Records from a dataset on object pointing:

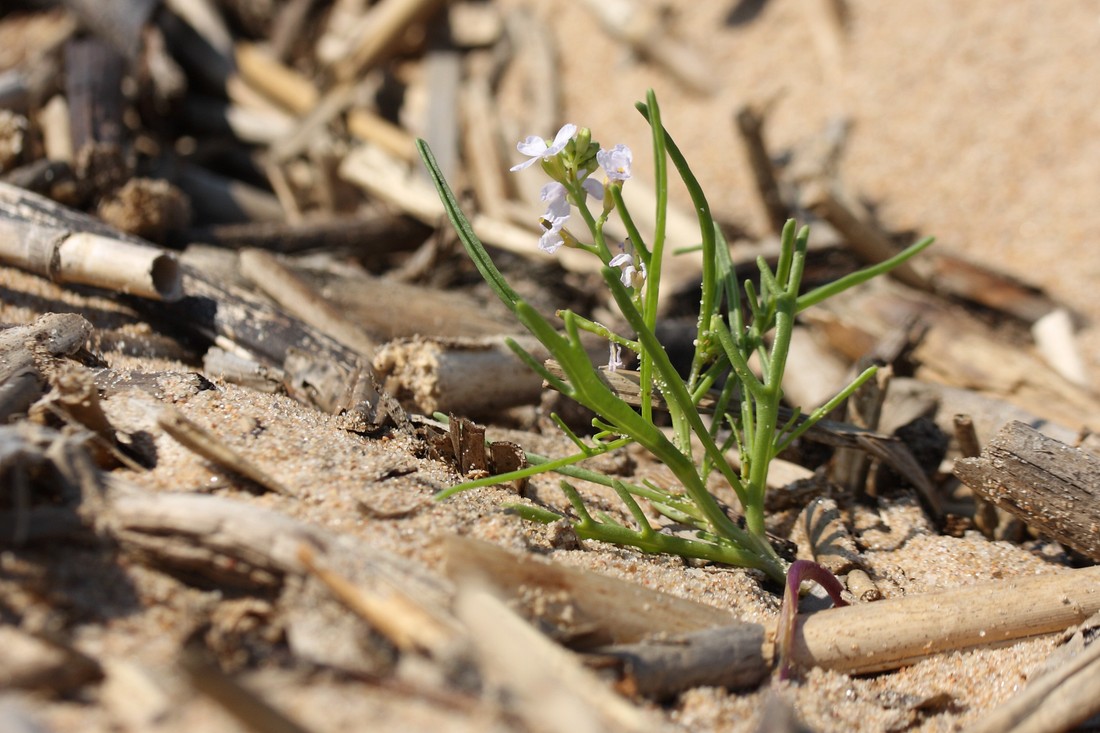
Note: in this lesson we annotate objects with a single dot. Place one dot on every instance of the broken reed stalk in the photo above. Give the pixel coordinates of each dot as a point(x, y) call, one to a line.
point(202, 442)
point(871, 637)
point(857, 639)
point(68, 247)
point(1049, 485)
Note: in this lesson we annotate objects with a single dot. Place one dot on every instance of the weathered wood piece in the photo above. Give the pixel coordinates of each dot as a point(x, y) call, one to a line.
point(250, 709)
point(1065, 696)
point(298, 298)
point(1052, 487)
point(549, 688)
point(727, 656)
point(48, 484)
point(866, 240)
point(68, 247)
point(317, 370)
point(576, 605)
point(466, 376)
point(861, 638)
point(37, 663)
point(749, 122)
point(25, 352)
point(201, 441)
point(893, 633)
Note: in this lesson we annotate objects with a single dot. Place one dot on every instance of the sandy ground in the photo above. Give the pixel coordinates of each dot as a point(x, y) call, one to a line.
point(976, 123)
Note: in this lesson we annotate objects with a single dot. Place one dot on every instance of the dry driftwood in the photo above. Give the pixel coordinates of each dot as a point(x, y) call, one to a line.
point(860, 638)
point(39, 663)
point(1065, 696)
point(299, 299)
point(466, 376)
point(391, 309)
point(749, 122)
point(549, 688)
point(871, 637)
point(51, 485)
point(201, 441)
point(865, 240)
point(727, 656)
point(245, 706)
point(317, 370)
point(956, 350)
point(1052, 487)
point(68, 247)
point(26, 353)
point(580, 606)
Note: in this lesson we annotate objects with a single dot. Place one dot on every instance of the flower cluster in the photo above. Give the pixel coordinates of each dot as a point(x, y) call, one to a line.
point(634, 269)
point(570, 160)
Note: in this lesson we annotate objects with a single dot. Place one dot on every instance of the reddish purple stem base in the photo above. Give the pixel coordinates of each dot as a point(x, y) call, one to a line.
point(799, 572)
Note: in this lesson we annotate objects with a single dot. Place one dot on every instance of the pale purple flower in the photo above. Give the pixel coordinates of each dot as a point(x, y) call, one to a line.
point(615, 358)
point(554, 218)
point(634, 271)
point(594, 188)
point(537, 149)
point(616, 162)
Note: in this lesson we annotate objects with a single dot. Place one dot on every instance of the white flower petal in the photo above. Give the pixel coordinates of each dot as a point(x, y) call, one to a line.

**Exercise objective**
Repeat exactly the part of the records that begins with the line containing "the dry driftwood" and ends with the line containing "point(580, 606)", both of those lines included.

**The solution**
Note: in this lesson we annotate objects with a single dot. Place one dot on every instance of the dry driftwood in the photo above. Give the pixel coordinates of each dot as a point(x, y) call, one to a line.
point(860, 638)
point(39, 663)
point(1065, 696)
point(299, 299)
point(466, 376)
point(391, 309)
point(749, 122)
point(549, 688)
point(871, 637)
point(51, 485)
point(201, 441)
point(865, 240)
point(727, 656)
point(245, 706)
point(317, 370)
point(956, 350)
point(1052, 487)
point(68, 247)
point(26, 353)
point(580, 606)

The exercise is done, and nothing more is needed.